Questions:
1. In the Buddy Poppy passage, duplicate the text starting at "From its inception, the" and ending at "of deceased veterans.".
2. Translate this sentence from the Buddy Poppy passage into Spanish: "To date, the VFW has distributed over three quarters of a billion Buddy Poppies."

From its inception, the Buddy Poppy Program has helped the VFW live up to its motto, "to honor the dead by helping the living." The Buddy Poppy, a small red flower symbolic of the blood shed in World War I by millions of Allied soldiers in defense of freedom, was originally distributed to provide relief for the people of war devastated France. Later, its distribution directly benefited thousands of disabled and down-and-out American veterans. 

National by-laws require that the profits from these distributions be placed in the post's Relief Fund to be used locally only for the following purposes: 
• For the aid, assistance, relief, and comfort of needy or disabled veterans or members of the Armed Forces and their dependents, and the widows and orphans of deceased veterans. 
• For the maintenance and expansion of the VFW National Home and other facilities devoted exclusively to the benefit and welfare of the dependents, widows, and orphans of disabled, needy, or deceased veterans or members of the Armed Forces. 
• For necessary expenses in providing entertainment, care, and assistance to hospitalized veterans or members of the Armed Forces. 
• For veterans' rehabilitation, welfare, and service work. 
• To perpetuate the memory of deceased veterans and members of the Armed Forces, and to comfort survivors. 
With help from the VFW, the "Little Red Flower" continues to benefit the needy. In 1989, for example, 17,894,684 poppies were distributed for an average donation of 55 cents. To date, the VFW has distributed over three quarters of a billion Buddy Poppies. As long as Americans continue to spill their blood in defense of freedom, we will continue to distribute the blood-red poppies.

Given records:
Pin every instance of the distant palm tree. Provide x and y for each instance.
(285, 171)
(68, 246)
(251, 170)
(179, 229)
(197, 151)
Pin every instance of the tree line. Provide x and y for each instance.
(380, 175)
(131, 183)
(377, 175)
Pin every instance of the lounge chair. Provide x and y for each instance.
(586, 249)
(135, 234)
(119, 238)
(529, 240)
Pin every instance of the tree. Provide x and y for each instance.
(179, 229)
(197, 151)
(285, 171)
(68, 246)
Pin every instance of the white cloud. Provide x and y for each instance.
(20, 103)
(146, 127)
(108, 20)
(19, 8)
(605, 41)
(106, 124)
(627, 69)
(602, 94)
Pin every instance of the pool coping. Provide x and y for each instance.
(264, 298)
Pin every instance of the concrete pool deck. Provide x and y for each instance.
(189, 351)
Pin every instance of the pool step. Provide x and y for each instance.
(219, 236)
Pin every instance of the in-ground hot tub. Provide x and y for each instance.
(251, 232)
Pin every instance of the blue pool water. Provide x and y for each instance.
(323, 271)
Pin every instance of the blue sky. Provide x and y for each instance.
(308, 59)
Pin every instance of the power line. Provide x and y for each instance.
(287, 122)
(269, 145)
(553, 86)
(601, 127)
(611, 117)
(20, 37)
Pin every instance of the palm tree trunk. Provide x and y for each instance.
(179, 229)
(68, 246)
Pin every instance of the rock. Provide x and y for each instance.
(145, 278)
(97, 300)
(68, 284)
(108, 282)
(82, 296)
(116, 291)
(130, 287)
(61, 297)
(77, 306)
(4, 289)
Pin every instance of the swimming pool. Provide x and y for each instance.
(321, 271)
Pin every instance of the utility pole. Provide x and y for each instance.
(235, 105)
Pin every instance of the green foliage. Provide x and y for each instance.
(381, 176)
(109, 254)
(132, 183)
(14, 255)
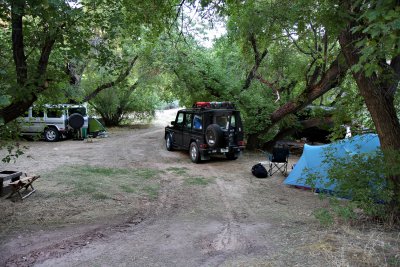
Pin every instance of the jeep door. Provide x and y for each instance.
(36, 122)
(187, 130)
(177, 135)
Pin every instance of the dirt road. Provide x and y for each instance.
(231, 220)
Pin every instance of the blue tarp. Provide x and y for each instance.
(313, 157)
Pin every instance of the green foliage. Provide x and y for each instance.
(379, 23)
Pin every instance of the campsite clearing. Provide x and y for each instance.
(127, 201)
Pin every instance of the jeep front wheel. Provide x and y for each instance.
(168, 143)
(231, 156)
(194, 152)
(51, 134)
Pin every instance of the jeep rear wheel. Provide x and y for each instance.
(213, 135)
(168, 143)
(194, 152)
(51, 134)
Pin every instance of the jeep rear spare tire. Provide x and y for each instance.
(76, 121)
(194, 152)
(51, 134)
(214, 135)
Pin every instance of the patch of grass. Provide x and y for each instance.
(99, 196)
(152, 191)
(127, 189)
(146, 173)
(178, 171)
(102, 183)
(197, 181)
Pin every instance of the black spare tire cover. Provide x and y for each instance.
(76, 121)
(213, 135)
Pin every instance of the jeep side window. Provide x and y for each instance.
(80, 110)
(233, 121)
(179, 119)
(188, 121)
(37, 113)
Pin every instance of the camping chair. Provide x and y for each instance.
(23, 183)
(278, 160)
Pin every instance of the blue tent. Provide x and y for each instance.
(313, 157)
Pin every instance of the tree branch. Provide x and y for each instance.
(17, 12)
(119, 79)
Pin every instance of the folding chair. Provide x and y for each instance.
(278, 160)
(23, 183)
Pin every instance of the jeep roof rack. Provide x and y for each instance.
(214, 105)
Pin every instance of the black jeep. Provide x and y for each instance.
(209, 128)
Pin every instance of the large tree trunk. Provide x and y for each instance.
(378, 93)
(331, 79)
(29, 90)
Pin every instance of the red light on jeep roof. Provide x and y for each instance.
(225, 104)
(203, 145)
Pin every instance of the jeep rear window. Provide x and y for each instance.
(37, 113)
(54, 113)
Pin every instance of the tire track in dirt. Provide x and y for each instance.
(236, 235)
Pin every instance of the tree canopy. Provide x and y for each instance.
(275, 59)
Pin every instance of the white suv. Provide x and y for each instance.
(55, 121)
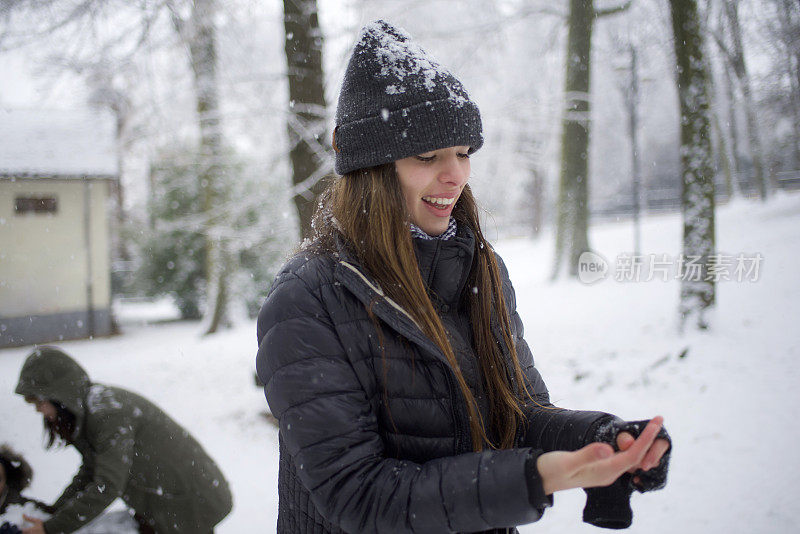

Solved tasks:
1.
From its inception, the Buddy Poppy Program has helped the VFW live up to its motto, "to honor the dead by helping the living." The Buddy Poppy, a small red flower symbolic of the blood shed in World War I by millions of Allied soldiers in defense of freedom, was originally distributed to provide relief for the people of war devastated France. Later, its distribution directly benefited thousands of disabled and down-and-out American veterans. 

National by-laws require that the profits from these distributions be placed in the post's Relief Fund to be used locally only for the following purposes: 
• For the aid, assistance, relief, and comfort of needy or disabled veterans or members of the Armed Forces and their dependents, and the widows and orphans of deceased veterans.

2. Hasta la fecha, la VFW ha distribuido más de tres cuartas partes de mil millones de Buddy Poppies.